* Passage provided
On Tuesday, May 28, Seattle Weekly published “HIV’s New Normal,” an article about Christina Rock, a woman living in Seattle and living with HIV.
Here’s an excerpt of Seattle Weekly‘s article:
Christina Rock was 2½ years old when she first heard the word AIDS. She was playing in the sandbox at her Key West, Fla., apartment complex. A little boy was in there with her, surrounded by his toy trucks. Other kids played nearby.
Suddenly a stream of parents appeared, snatching their children away. An older boy hovering nearby, maybe 7 or 8 years old, filled Christina in. “We can’t play with you anymore because you have AIDS,” he said.
She was far too young to know what that meant. Nor had she any idea that her mother, a gaunt heroin user, had just tested positive for the disease, and that word had quickly leaked out at the complex, allowing the obvious implication to be drawn about Christina’s own status.
It was 1986—the dawn of the AIDS era—and the disease seemed both mysterious and unstoppable, spreading at a frightening rate from lover to lover, user to user, mother to child.
Her mother, teary when she picked up Christina up from the playground, didn’t explain. So all the 2½-year-old knew was that she wasn’t supposed to play on the playground anymore. She spent a lot of time indoors.
Over the next few years, her mother would die—although it seemed to Christina more as if the skeletal figure had just disappeared—and she started taking a pill, AZT, that sometimes left a bile-like residue in her mouth when she failed to swallow it.

* Records
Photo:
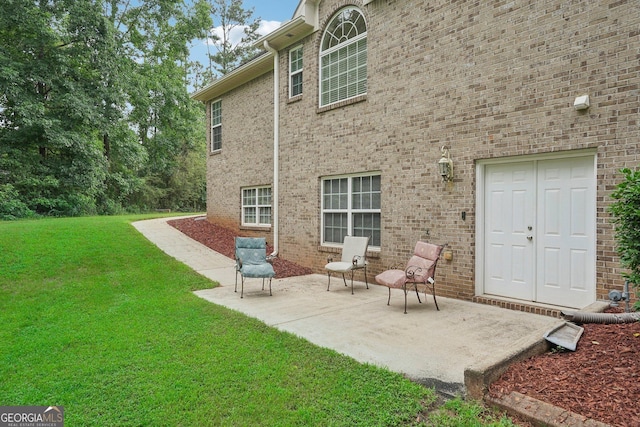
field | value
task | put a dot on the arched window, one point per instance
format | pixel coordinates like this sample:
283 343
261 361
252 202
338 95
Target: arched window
343 57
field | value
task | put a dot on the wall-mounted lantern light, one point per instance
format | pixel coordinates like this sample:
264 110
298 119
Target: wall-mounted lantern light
581 102
445 165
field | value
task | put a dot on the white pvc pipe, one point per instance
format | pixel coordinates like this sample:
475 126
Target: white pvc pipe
276 142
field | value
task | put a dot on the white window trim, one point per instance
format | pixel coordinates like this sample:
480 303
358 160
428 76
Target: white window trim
349 209
219 125
293 73
257 206
323 53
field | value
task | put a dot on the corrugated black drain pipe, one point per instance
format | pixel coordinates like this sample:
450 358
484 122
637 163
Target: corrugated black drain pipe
605 318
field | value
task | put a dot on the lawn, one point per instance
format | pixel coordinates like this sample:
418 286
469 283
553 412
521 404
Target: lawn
96 319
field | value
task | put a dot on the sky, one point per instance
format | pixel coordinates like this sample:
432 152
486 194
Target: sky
272 13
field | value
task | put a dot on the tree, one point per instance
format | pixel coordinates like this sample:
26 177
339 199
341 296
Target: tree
95 108
626 214
234 36
52 57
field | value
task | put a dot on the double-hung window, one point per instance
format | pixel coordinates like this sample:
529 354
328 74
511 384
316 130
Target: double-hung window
295 72
343 57
256 206
351 207
216 126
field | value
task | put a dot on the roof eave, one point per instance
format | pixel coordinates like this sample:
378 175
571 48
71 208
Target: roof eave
237 77
289 33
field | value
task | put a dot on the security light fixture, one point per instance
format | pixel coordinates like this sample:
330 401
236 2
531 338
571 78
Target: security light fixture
445 165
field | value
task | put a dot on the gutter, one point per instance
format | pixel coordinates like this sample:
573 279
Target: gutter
276 144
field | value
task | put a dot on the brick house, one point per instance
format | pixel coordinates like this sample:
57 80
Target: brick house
356 98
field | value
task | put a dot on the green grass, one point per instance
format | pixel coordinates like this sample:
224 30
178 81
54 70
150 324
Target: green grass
458 412
97 319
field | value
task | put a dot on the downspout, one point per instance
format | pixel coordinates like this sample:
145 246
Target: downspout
276 143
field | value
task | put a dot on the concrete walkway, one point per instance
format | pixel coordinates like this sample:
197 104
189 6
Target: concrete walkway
431 347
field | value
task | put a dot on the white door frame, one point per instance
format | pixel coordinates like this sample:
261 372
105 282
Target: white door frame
480 205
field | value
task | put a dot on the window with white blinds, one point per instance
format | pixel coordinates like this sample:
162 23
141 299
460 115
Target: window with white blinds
343 57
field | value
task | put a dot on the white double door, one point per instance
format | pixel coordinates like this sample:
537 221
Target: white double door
539 230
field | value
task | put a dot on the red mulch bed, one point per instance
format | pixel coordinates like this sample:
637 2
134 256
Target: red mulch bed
600 380
220 239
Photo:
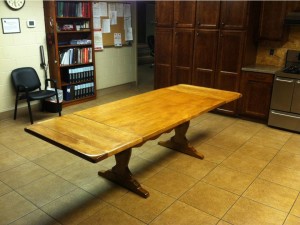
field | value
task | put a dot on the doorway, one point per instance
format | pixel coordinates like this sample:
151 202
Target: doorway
145 28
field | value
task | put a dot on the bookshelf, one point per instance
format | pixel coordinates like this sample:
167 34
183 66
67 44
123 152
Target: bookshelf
71 55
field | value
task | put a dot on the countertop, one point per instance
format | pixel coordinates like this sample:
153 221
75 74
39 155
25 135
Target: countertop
261 68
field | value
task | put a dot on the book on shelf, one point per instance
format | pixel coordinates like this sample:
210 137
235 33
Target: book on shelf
76 56
80 74
72 92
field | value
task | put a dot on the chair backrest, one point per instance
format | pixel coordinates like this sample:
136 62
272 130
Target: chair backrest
25 76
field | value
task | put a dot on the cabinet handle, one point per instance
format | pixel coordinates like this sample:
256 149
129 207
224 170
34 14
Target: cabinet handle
284 80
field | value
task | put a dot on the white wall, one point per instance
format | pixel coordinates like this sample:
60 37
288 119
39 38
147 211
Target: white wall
114 66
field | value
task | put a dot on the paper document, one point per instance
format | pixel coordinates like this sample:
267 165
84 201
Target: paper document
118 39
98 40
106 25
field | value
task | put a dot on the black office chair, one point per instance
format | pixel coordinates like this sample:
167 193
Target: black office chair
28 86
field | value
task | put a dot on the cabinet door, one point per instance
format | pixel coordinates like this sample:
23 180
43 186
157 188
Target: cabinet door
296 98
205 56
231 45
183 55
256 89
163 57
271 21
184 14
207 14
164 13
234 14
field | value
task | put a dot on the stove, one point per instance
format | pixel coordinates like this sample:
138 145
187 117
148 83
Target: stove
285 101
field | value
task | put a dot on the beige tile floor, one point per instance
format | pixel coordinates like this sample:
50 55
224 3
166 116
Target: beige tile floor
250 175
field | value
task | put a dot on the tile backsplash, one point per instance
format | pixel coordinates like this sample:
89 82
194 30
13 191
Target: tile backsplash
278 58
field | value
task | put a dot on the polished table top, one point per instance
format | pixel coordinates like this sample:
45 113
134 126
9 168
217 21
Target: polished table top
105 130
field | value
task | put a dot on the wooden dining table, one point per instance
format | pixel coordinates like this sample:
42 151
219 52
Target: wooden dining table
113 129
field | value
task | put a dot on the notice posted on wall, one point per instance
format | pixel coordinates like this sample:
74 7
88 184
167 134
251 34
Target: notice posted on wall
118 39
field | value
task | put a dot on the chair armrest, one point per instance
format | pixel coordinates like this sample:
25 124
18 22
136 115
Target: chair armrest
52 81
22 88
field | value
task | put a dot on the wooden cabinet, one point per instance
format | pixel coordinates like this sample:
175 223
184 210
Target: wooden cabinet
222 14
70 49
184 14
272 21
205 57
211 42
234 14
183 55
231 48
208 14
256 89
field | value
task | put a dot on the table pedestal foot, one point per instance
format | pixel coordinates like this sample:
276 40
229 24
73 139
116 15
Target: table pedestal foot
120 174
180 143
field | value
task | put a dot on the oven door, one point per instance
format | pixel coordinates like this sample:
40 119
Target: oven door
295 108
282 94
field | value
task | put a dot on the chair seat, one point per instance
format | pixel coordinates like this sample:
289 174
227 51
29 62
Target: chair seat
38 95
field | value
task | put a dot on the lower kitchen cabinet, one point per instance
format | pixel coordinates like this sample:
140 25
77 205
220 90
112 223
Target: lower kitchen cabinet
256 89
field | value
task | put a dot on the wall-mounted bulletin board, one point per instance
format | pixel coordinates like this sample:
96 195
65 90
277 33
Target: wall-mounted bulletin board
111 24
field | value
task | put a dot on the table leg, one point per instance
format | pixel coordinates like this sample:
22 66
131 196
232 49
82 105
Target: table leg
121 174
180 143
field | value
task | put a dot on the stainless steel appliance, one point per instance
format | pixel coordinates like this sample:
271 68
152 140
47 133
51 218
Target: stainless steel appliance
285 102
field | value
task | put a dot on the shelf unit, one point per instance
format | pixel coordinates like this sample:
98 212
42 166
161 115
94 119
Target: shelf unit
71 54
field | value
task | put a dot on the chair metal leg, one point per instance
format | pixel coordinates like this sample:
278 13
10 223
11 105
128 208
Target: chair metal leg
57 104
16 106
29 110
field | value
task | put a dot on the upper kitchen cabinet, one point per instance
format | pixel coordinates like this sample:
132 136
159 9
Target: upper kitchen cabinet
272 21
182 56
206 40
164 13
180 14
184 14
234 14
222 14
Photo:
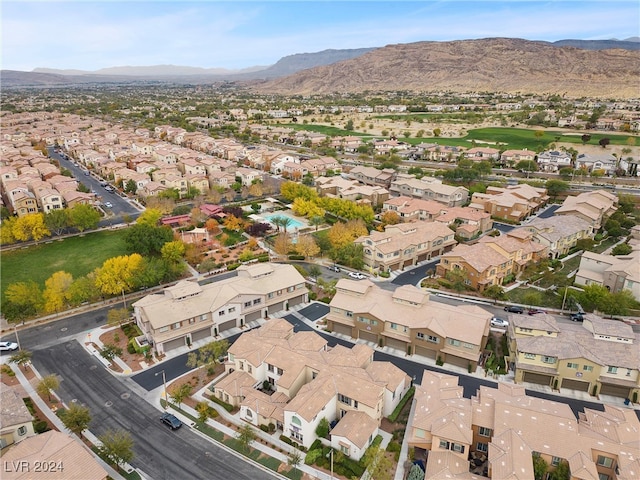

* Exercise
Continue the excerpt about Christina Rock and her childhood with HIV, starting after its final sentence.

* Expected output
But not until she was 5 did the word AIDS re-enter her life, again spoken by neighborhood children. Twin girls one day told her she had the disease. “I don’t know what you’re talking about,” Christina replied. The twins suggested that she go home and ask her father why she was taking medicine. So she did.
Her dad was furious. “We never say that word,” he told Christina. “We don’t talk about it. You have a medical condition.” That became the term he always used: Christina’s “condition.”
Whatever it was, it was serious. She understood that much. Around the same time, he told her that she was not expected to live past age 10.
…Today, Christina, a full-bodied woman with long brown hair, a sunny disposition, and a geeky side that finds an outlet in video games, lives with a long-term boyfriend who is HIV-negative. They have two young children, both of whom are free of the virus.